[SOURCE EXTRACT]
-*-*-

Probably a bit late in the game, but the followiing code shows the peak at 300Thz. A couple of issues here: first to (a) get a frequency grid that shows the peak, and (b) if it is deemed to be worthwhile, to show the peak right at 300Thz rather than something fairly close.
I think the very first thing to do is NOT go to 2^n points with nextpow2.
All that does is confuse the situation, making it harder to accomplish (a), It also mucks up the resulting frequency grid, which is not commensurate with a frequency of 300THz, so you can't accomplish (b). The code below lops off the last point in the time domain to get an array of 600 points rather than 601. That allows a commensurate frequency grid, with one point at exactly 300THz. The fft is done on those 600 points.
The 2^n thing is long-established folklore and is done because of a supposed speed advantage. For a grid of 600 points, which is a highly composite number, there is no speed advantage at all to zeropadding 600 points to 1024 points before doing the fft. The supposed speed advantage is nonexistent. In fact, 1024 is slower. For 601 points, which is a prime number, yes, the fft on 1024 points is faster. But on my pc the fft for 601 points takes all of 20 microseconds, so any 2^n speed advantage is inconsequential. Avoiding ffts on arrays with prime length is important for large arrays, but not here.
t=(-40*femto:Ts:40*femto);
E_t=exp(-1i*2*pi*f0*t).*exp(-pi*(t/tau).^2);
ampl = fftshift(fft(ifftshift(E_t)))/n;
plot(f,abs(ampl),'-o'); grid on

-*-*-

[PROBLEMS]
**1)** According to the forum post, how many points remain in the array after the last point in the time domain is removed?
**2)** Rewrite the part of the forum post starting with "Probably a bit" and going on through "points with nextpow2.", replacing "peak" with "maximum".

[RECORDS PROVIDED]
-*-*-

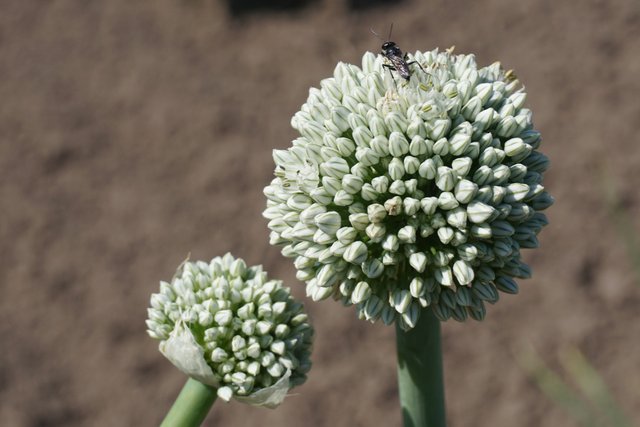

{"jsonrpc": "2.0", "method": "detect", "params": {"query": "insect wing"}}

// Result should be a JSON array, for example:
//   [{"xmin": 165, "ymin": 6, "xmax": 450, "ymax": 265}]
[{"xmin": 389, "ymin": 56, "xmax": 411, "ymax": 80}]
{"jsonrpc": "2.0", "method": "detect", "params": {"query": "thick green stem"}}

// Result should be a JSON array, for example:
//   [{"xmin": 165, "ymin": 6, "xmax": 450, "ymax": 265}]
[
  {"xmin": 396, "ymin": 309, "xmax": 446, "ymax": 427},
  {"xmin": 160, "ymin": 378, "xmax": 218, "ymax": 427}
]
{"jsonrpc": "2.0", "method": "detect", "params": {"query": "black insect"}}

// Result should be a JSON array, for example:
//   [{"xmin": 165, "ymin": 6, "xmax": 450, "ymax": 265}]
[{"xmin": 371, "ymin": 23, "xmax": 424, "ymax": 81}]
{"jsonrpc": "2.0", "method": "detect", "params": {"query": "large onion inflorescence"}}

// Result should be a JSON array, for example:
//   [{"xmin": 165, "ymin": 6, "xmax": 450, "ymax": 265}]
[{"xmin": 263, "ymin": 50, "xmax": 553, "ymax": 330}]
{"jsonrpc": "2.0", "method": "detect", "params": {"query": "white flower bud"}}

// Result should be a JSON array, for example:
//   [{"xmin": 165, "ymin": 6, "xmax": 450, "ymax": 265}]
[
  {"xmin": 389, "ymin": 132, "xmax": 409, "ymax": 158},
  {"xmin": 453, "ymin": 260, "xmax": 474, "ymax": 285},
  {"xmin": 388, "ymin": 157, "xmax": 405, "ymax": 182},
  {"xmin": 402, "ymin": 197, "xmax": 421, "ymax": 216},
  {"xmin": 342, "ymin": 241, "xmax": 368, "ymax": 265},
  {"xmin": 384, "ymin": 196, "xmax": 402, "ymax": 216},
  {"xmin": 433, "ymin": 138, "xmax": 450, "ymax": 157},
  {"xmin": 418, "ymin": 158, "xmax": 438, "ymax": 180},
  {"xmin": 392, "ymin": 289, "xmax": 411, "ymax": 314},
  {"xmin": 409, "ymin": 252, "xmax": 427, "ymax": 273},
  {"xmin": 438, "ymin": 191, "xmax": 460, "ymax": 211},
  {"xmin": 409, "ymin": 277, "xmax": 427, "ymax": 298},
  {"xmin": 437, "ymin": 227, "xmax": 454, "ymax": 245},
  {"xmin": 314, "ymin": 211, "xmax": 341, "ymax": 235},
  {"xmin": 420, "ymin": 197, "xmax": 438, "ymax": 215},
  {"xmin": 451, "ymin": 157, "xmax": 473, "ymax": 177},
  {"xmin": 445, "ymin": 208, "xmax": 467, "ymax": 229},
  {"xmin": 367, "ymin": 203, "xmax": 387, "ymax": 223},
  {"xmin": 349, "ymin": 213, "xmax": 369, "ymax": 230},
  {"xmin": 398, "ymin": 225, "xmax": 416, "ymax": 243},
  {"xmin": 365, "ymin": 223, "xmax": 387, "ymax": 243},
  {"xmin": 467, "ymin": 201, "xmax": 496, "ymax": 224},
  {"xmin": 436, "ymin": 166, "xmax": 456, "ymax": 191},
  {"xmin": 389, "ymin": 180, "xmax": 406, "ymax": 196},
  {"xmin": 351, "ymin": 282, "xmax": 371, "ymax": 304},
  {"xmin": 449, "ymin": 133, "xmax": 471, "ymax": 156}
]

-*-*-

[RESPONSES PER TASK]
**1)** 600 points.

**2)**
Probably a bit late in the game, but the followiing code shows the maximum at 300Thz. A couple of issues here: first to (a) get a frequency grid that shows the maximum, and (b) if it is deemed to be worthwhile, to show the maximum right at 300Thz rather than something fairly close.
I think the very first thing to do is NOT go to 2^n points with nextpow2.